* **WORK TO COMPLETE**
• 1. From the article on gut bacteria and Parkinson's disease, reproduce the passage that begins at the words "Parkinson's disease (PD)" and ends after the words "abnormalities, primarily constipation.".
• 2. Answer these questions using the article on gut bacteria and Parkinson's disease.
(a) How many people worldwide does Parkinson's disease affect?
(b) What percentage of people with Parkinson's disease have gastrointestinal abnormalities?
(c) In which journal was the study published?

* **PROVIDED TEXT**
········

Gut bacteria linked to Parkinson's disease

Scientists have for the first time showed that changes in the gut bacteria may be linked to Parkinson's disease and even cause the deterioration of motor skills that is the hallmark of the disorder.
Parkinson's disease (PD) affects up to 10 million people worldwide, making it the second most common neurodegenerative disease.
Characteristic features of PD include symptoms such as tremors and difficulty walking, aggregation of a protein called alpha-synuclein (aSyn) within cells in the brain and gut, and the presence of inflammatory molecules called cytokines within the brain.
In addition, 75 per cent of people with PD have gastrointestinal (GI) abnormalities, primarily constipation.

"The gut is a permanent home to a diverse community of beneficial and sometimes harmful bacteria, known as the microbiome, that is important for the development and function of the immune and nervous systems," said Sarkis Mazmanian, California Institute of Technology in the US.
"Because GI problems often precede the motor symptoms by many years, and because most PD cases are caused by environmental factors, we hypothesised that bacteria in the gut may contribute to PD," he said.

Researchers utilised mice that overproduce aSyn and display symptoms of Parkinson's.
One group of mice had a complex consortium of gut bacteria; the others, called germ-free mice, were bred in a completely sterile environment and thus lacked gut bacteria.

The researchers had both groups of mice perform several tasks to measure their motor skills, such as running on treadmills, crossing a beam, and descending from a pole.
The germ-free mice performed significantly better than the mice with a complete microbiome.
"Once you remove the microbiome, the mice have normal motor skills even with the overproduction of aSyn," Sampson said.
"All three of the hallmark traits of Parkinson's were gone in the germ-free models," Sampson said.
When gut bacteria break down dietary fibre, they produce molecules called short-chain fatty acids (SCFAs), such as acetate and butyrate.
Previous research has shown that these molecules also can activate immune responses in the brain. Thus, Mazmanian's group hypothesised that an imbalance in the levels of SCFAs regulates brain inflammation and other symptoms of PD.

Indeed, when germ-free mice were fed SCFAs, cells called microglia - which are immune cells residing in the brain-became activated. Such inflammatory processes can cause neurons to malfunction or even die.
In fact, germ-free mice fed SCFAs now showed motor disabilities and aSyn aggregation in regions of the brain linked to PD.
The study was published in the journal Cell.

········

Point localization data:

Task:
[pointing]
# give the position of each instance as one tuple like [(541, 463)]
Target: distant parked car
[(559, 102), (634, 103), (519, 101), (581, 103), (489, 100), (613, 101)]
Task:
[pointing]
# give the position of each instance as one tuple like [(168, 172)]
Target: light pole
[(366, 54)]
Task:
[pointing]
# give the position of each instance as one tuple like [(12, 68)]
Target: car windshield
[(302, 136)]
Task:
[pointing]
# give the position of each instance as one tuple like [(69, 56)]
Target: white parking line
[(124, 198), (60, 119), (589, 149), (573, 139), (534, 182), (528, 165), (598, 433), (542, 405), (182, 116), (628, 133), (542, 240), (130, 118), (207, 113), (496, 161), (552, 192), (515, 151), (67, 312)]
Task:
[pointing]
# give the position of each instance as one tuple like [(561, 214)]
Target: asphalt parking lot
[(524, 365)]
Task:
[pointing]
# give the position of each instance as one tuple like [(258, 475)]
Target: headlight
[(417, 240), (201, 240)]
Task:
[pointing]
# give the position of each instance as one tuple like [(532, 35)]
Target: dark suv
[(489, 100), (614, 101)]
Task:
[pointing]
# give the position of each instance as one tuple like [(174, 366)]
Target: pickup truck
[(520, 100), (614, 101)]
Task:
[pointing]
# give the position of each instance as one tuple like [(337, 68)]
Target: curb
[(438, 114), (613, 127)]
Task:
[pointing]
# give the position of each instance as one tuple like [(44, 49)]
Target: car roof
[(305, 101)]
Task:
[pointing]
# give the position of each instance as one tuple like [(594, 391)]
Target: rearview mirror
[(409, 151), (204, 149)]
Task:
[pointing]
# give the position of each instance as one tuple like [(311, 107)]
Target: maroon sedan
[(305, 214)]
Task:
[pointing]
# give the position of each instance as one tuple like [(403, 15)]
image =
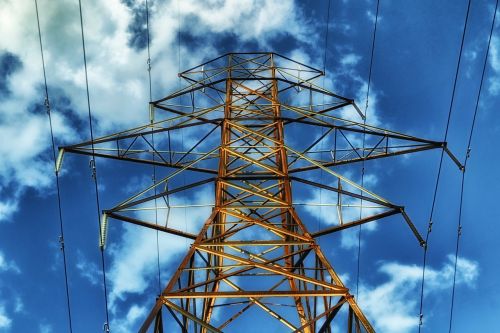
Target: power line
[(153, 144), (364, 144), (429, 228), (61, 224), (467, 156), (94, 171)]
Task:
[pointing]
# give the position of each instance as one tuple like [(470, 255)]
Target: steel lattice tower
[(254, 252)]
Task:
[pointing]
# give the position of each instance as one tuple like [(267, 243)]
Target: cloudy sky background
[(414, 65)]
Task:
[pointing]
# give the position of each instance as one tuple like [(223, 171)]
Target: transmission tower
[(254, 256)]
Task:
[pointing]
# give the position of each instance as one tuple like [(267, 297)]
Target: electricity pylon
[(253, 253)]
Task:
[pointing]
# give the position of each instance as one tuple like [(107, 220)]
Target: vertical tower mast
[(254, 256)]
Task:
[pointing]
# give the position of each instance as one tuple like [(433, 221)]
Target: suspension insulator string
[(59, 206), (467, 156), (429, 227), (106, 327)]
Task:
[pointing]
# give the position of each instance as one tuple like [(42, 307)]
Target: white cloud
[(494, 60), (45, 328), (399, 292), (328, 215), (126, 324), (8, 266), (5, 320), (350, 59), (134, 260), (88, 270)]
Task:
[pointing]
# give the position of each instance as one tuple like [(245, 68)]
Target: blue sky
[(414, 65)]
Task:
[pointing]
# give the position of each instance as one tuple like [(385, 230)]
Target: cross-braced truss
[(254, 254)]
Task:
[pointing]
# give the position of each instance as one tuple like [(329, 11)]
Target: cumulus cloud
[(398, 292), (494, 60), (88, 270), (134, 260), (5, 320), (119, 93), (8, 266)]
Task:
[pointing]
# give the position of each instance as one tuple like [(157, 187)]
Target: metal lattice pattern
[(254, 253)]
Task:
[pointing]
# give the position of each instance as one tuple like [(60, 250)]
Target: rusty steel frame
[(254, 247)]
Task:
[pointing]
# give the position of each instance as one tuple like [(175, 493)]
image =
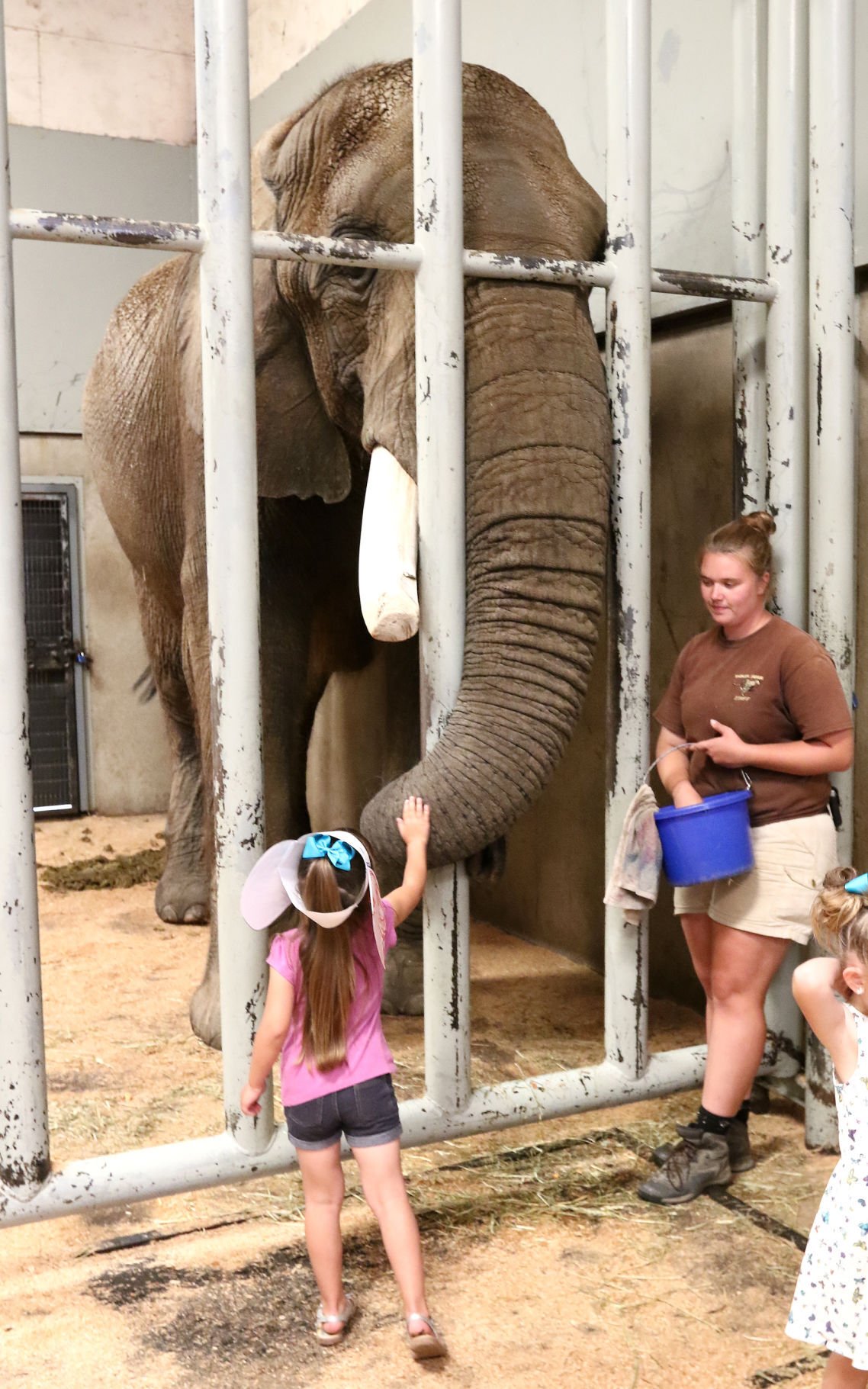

········

* **ANSWER SET**
• 1.
Parkinson's disease (PD) affects up to 10 million people worldwide, making it the second most common neurodegenerative disease.
Characteristic features of PD include symptoms such as tremors and difficulty walking, aggregation of a protein called alpha-synuclein (aSyn) within cells in the brain and gut, and the presence of inflammatory molecules called cytokines within the brain.
In addition, 75 per cent of people with PD have gastrointestinal (GI) abnormalities, primarily constipation.

• 2.
(a) Up to 10 million people.
(b) 75 per cent.
(c) Cell.